(Instruções)
A: Transcreva, da entrevista sobre o Vira Lata, o trecho que vai de "ASSIS: Conte um" até "foi pras bancas.".
B: Resuma em duas frases a entrevista sobre o Vira Lata.
C: Dê seguimento à entrevista sobre o Vira Lata a partir do ponto em que ela termina.

LICENCIOSIDADE NA CULTURA POPULAR (40)

ASSIS: Conte um pouco da história do Vira Lata. Ele surgiu exatamente quando e por que se encontra hoje fora do mercado?
MAGRÃO: Um dia lá pelo final da década de 1980, um amigo meu pianista me contou que na adolescência, uma moça transou com alguns rapazes do bairro e engravidou sem saber quem era o pai. Quando nasceu, o menino era a cara desse meu amigo. Eu pensei, e se o moleque fosse filho de todos? Se nascesse híbrido, como um vira-lata ou, em linguagem de veterinário, SRD - sem raça definida? Eu comecei a escrever o roteiro em 1988 e o Líbero aderiu mais ou menos um ano depois. A primeira revista foi lançada em 1991 pela editora VHD Diffusion na Bienal internacional de Quadrinhos no Rio de Janeiro e foi pras bancas.
O Doutor Drauzio Varella, a quem eu conhecia por ter trabalhado com sua esposa, Regina Braga, atriz talentosíssima, cruzou com o Vira Lata numa banca e me ligou contando sobre o projeto de redução de danos na Casa de Detenção de São Paulo, o implodido Carandiru. Lá ele notou que os caras liam muito gibi. Era dezembro de 1992, o clima estava pesado só dois meses depois do massacre que completou 30 anos em outubro do ano passado. Naquela época, a Aids era praticamente uma sentença de morte e mais de 17 por cento dos 7.700 detentos era HIV positivo, muito por conta do baque, a cocaína injetada. No calor da luta, tomando nos canos, os caras compartilhavam as seringas improvisadas com canetas bic e o vírus nadava de braçada. Nas edições da cadeia, o Vira já tinha puxado cana e estava sempre pronto a ajudar os amigos presos. O herói destruía seringas e corações femininos (sempre com camisinha). Quanto ao fato de estar recolhido, fora do mercado, temos planos e uma boa parte do roteiro escrito pra lançar uma aventura inédita. O Vira anda sumido, mas tá de butuca, sempre à espreita pronto pra dar o bote. O Brecht disse: Infeliz o povo que precisa de heróis.

(Dados fornecidos)
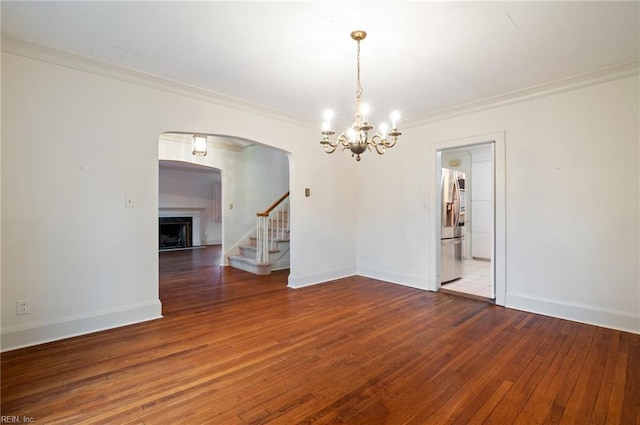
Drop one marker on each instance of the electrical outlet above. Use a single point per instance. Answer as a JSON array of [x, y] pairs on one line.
[[128, 202], [23, 307]]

(Respostas)
A:
ASSIS: Conte um pouco da história do Vira Lata. Ele surgiu exatamente quando e por que se encontra hoje fora do mercado?
MAGRÃO: Um dia lá pelo final da década de 1980, um amigo meu pianista me contou que na adolescência, uma moça transou com alguns rapazes do bairro e engravidou sem saber quem era o pai. Quando nasceu, o menino era a cara desse meu amigo. Eu pensei, e se o moleque fosse filho de todos? Se nascesse híbrido, como um vira-lata ou, em linguagem de veterinário, SRD - sem raça definida? Eu comecei a escrever o roteiro em 1988 e o Líbero aderiu mais ou menos um ano depois. A primeira revista foi lançada em 1991 pela editora VHD Diffusion na Bienal internacional de Quadrinhos no Rio de Janeiro e foi pras bancas.

B: Magrão conta que teve a ideia do Vira Lata ao imaginar um menino filho de vários rapazes, começou o roteiro em 1988, teve a adesão de Líbero cerca de um ano depois e lançou a primeira revista em 1991. Depois que Drauzio Varella lhe falou do projeto de redução de danos na Casa de Detenção de São Paulo, onde muitos detentos eram HIV positivo, o personagem ganhou edições para a cadeia, e hoje há planos de lançar uma aventura inédita.

C:
ASSIS: O Vira Lata é um anti-herói, mas tem pinta de herói aqui e acolá. Você já
pensou em levá-lo à TV ou à telona? No mínimo pode dar mini série, não?
MAGRÃO: Eu já recebi algumas propostas pra longa metragem e série. Escrevi roteiros pros dois formatos. Tenho fé de que quando chegar a hora vai rolar.

ASSIS: Corajoso, destemido, o Vira Lata respeita as leis e ama tudo quanto é mulher. Será que algum dia vai se apaixonar, casar e ter filhos?
MAGRÃO: O herói não sabe, mas tem uma filha Yumi (flecha), fruto do seu primeiro amor com Tieko. O Vira se apaixona todos os dias mas casar, acho que não convém a um cão de rua.

ASSIS: Por que tanto sangue e sexo nas aventuras do Vira Lata?
MAGRÃO: Sexo porque é o bom da vida, violência porque tem muito filho da puta à solta que merece uma bela surra.

ASSIS: Aqui e ali você insere referências a nossa música popular: Tom Jobim, Luiz Gonzaga, Noel Rosa, Cartola, Zé Gonçalves, Marino Pinto... e até ponto de umbanda…
MAGRÃO: Ninguém melhor do que você, meu amigo Assis  ngelo, sabe que o Brasil tem um legado imenso, um patrimônio imaterial que são as suas canções. A canção é uma crônica alada. Nas asas da melodia uma história atravessa o tempo e tem o poder de acender o pavio de uma revolução. "Vem vamos embora/ Que esperar não é saber…" (Vandré). A faísca do Vira Lata já estava expressa na estrofe de uma canção que eu fiz em
parceria com meu mano velho Jean Garfunkel quase dez anos antes de pensar em escrever o primeiro roteiro.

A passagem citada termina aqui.